Rewrite the listing below with every occurrence of "pointer" changed to "annotator" and all other text left unchanged.

Source data:
########

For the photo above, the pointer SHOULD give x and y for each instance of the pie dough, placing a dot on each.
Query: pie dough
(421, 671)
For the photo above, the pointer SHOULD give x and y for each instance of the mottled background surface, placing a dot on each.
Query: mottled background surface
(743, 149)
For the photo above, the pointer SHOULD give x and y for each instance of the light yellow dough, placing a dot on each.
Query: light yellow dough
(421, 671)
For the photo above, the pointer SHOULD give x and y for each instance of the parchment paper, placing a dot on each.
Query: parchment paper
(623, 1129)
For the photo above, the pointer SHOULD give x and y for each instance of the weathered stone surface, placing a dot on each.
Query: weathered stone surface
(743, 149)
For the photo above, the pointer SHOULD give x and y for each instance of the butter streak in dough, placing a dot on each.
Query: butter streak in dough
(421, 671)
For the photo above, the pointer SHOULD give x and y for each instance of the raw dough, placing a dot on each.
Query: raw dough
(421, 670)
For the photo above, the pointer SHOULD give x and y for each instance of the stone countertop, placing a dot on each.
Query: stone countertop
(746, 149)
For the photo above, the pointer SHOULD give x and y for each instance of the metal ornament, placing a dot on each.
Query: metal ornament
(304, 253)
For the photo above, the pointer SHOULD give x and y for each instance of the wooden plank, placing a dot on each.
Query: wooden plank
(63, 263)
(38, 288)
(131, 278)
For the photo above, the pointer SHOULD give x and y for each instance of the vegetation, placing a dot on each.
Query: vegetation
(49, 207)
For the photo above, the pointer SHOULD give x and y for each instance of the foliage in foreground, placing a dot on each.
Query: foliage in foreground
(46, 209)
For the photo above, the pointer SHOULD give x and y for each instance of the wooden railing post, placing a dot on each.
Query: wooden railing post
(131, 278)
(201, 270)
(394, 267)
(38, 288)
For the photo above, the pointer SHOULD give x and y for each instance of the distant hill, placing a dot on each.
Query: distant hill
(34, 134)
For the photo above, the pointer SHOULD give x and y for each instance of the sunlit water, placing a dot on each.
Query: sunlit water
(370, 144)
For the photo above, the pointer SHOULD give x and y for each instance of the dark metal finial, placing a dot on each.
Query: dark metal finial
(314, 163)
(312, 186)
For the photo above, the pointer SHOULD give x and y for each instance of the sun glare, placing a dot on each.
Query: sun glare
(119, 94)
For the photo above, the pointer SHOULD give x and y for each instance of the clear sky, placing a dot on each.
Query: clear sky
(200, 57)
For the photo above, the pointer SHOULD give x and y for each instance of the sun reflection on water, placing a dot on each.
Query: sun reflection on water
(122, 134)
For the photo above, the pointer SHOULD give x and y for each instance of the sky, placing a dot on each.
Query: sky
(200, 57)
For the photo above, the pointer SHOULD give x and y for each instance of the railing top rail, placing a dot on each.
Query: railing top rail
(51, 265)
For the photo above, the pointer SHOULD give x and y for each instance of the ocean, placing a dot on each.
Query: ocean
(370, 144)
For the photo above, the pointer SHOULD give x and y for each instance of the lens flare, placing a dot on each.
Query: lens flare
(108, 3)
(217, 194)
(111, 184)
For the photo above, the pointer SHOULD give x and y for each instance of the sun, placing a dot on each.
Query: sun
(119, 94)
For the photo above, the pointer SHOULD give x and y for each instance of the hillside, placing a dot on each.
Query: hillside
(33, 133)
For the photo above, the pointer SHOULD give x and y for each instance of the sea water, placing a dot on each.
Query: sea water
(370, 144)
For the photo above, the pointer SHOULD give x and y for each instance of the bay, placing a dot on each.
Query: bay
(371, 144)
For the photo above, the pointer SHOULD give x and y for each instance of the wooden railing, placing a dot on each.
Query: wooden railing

########

> EXERCISE RESPONSE
For the photo above, the annotator SHOULD give x and y for each instance of the pie dough, placing a dot on each.
Query: pie dough
(421, 671)
For the photo above, the annotator SHOULD give x and y for each instance of the mottled background surface, placing a dot on each.
Query: mottled background surface
(743, 149)
For the photo above, the annotator SHOULD give x and y for each instance of the light yellow dough, placing a dot on each.
Query: light yellow dough
(421, 671)
For the photo above, the annotator SHOULD give x and y for each instance of the parchment paper, placing a dot on each.
Query: parchment paper
(623, 1129)
For the photo above, the annotator SHOULD give x and y for each instance of the weathered stone surface, placing a dot on each.
Query: weathered stone surface
(743, 149)
For the photo above, the annotator SHOULD give x and y for each instance of the butter streak in dough, placing a dot on each.
Query: butter streak in dough
(421, 671)
For the photo above, the annotator SHOULD give x and y for each instance of the raw dough, placing a dot on each.
Query: raw dough
(421, 670)
For the photo above, the annotator SHOULD give x and y for each instance of the stone countertop, placing a dot on each.
Query: stone countertop
(746, 149)
For the photo above, the annotator SHOULD give x and y for each instance of the metal ornament, placing a dot on each.
Query: metal ornament
(304, 253)
For the photo above, the annotator SHOULD give x and y for each instance of the wooden plank, placing a dot on each.
Query: wooden plank
(63, 263)
(38, 288)
(131, 278)
For the photo above, the annotator SHOULD give x and y for each instance of the vegetation, placing a dot on each.
Query: vegetation
(49, 207)
For the photo above, the annotator SHOULD give x and y for each instance of the foliage in foreground, placing a dot on each.
Query: foliage in foreground
(46, 209)
For the photo above, the annotator SHOULD give x and y for each instance of the wooden railing post, placing a dot on each.
Query: wooden railing post
(131, 278)
(201, 270)
(394, 267)
(38, 288)
For the photo above, the annotator SHOULD give x and y for each instance of the distant hill, placing a dot on each.
Query: distant hill
(34, 134)
For the photo above, the annotator SHOULD give x and y for each instance of the sunlit water, placing a dot on each.
Query: sunlit water
(370, 144)
For the photo above, the annotator SHOULD give x and y for each instance of the dark metal finial, placing a dot on each.
Query: dark metal finial
(314, 163)
(312, 186)
For the photo above, the annotator SHOULD give x and y for each instance of the sun glare, placing a dot on each.
Query: sun glare
(119, 94)
For the photo above, the annotator SHOULD give x and y for each instance of the clear sky, placing a dot on each.
Query: clear sky
(200, 57)
For the photo above, the annotator SHOULD give x and y for each instance of the sun reflection on water, placing a dot on each.
Query: sun reflection on water
(122, 134)
For the photo above, the annotator SHOULD give x and y for each instance of the sky, placing a dot on each.
Query: sky
(200, 57)
For the photo above, the annotator SHOULD give x and y for each instance of the railing top rail, placing a dot on each.
Query: railing top rail
(51, 265)
For the photo above, the annotator SHOULD give x and y for each instance of the ocean, placing a dot on each.
Query: ocean
(370, 144)
For the photo above, the annotator SHOULD give x and y for each instance of the lens flare, placing a dot on each.
Query: lens flare
(108, 3)
(217, 194)
(111, 184)
For the photo above, the annotator SHOULD give x and y for each instance of the sun, placing a dot on each.
Query: sun
(119, 94)
For the photo above, the annotator SHOULD give x and y for each instance of the hillside, placing a dot on each.
Query: hillside
(33, 133)
For the photo above, the annotator SHOULD give x and y for each instance of the sea water, placing a dot on each.
Query: sea water
(370, 144)
For the photo above, the annotator SHOULD give x and y for each instance of the bay, placing a dot on each.
Query: bay
(371, 144)
For the photo above, the annotator SHOULD give x and y for each instance of the wooden railing, placing a dot on each.
Query: wooden railing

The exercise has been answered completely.